++++ Quellenauszug ++++
Rede von Dr. Rita Süssmuth
  • Parteizugehörigkeit zum Zeitpunkt der Rede: (CDU)
  • Letzte offizielle eingetragene Parteizugehörigkeit: (CDU)
Meine Damen und Herren, ich schließe die Aussprache.
Interfraktionell wird Überweisung der Vorlagen auf den Drucksachen 13/106, 13/309 und 13/310 an die in der Tagesordnung aufgeführten Ausschüsse vorgeschlagen. Sind Sie damit einverstanden? - Das ist der Fall. Dann sind die Überweisungen so beschlossen.
Ich rufe Tagesordnungspunkt 10 auf:
Beratung der Unterrichtung durch die Bundesregierung
Bericht der Bundesregierung über die Entwicklung des Tourismus
- Drucksache 12/7895 -
Überweisungsvorschlag:
Ausschuß für Fremdenverkehr und Tourismus (federführend)
++++ Angezeigte Auflistung ++++
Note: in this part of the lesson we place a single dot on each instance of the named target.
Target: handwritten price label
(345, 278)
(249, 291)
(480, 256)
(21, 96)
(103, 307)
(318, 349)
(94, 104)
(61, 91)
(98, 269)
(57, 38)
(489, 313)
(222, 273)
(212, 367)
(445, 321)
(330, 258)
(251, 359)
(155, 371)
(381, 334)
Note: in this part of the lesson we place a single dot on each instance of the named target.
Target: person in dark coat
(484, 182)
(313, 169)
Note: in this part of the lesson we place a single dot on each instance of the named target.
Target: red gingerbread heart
++++
++++ Angezeigte Auflistung ++++
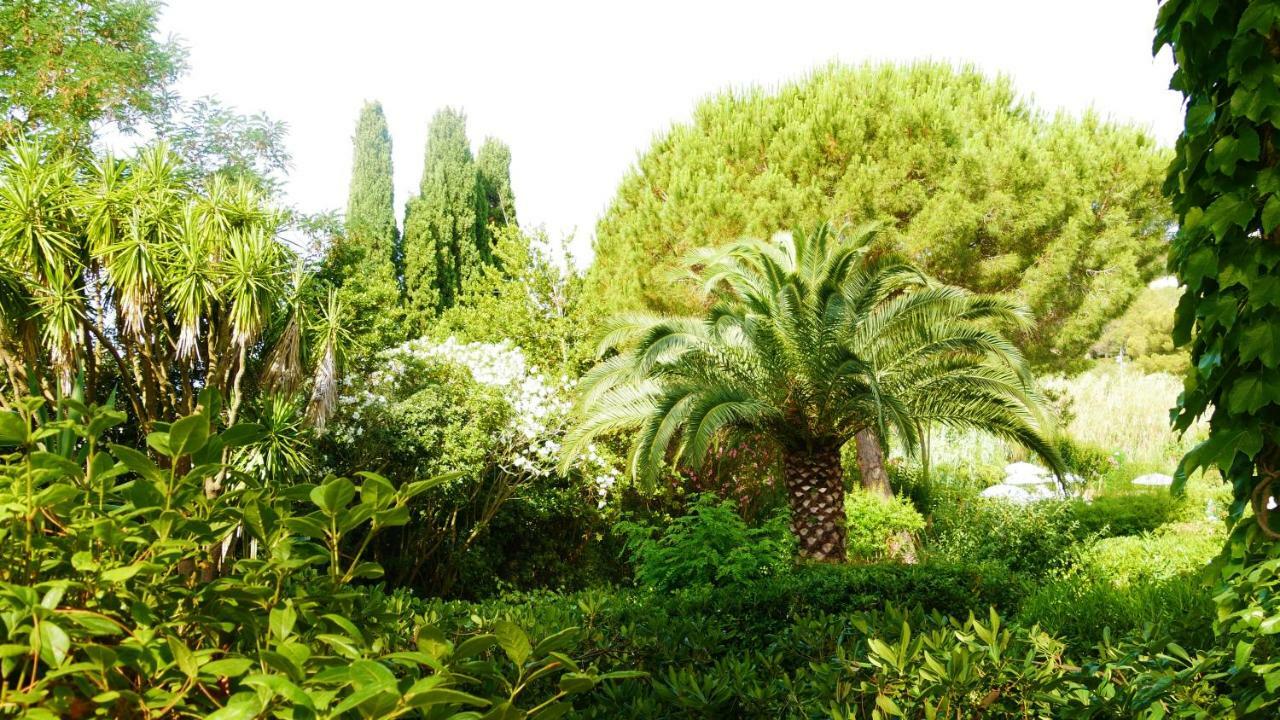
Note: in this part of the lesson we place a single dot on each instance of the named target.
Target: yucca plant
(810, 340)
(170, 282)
++++
Schreiben Sie den Auszug aus der Rede von Rita Süssmuth im Anschluss an die letzte Zeile weiter. Die Auflistung hat mit dem Auszug aus der Rede von Rita Süssmuth nichts zu tun.

Ergebnis:
Ausschuß für Wirtschaft
Ausschuß für Ernährung, Landwirtschaft und Forsten Ausschuß für Gesundheit
Ausschuß für Verkehr
Ausschuß für Umwelt, Naturschutz und Reaktorsicherheit Ausschuß für Raumordnung, Bauwesen und Städtebau Ausschuß für die Angelegenheiten der Europäischen Union
Nach einer interfraktionellen Vereinbarung ist für die Aussprache eine Stunde vorgesehen. - Ich sehe keinen Widerspruch.
Ich eröffne die Aussprache. Als erster spricht Staatssekretär Kolb.

  • insert_commentNächste Rede als Kontext
    Rede von Dr. Heinrich L. Kolb


    • Parteizugehörigkeit zum Zeitpunkt der Rede: (None)
    • Letzte offizielle eingetragene Parteizugehörigkeit: (FDP)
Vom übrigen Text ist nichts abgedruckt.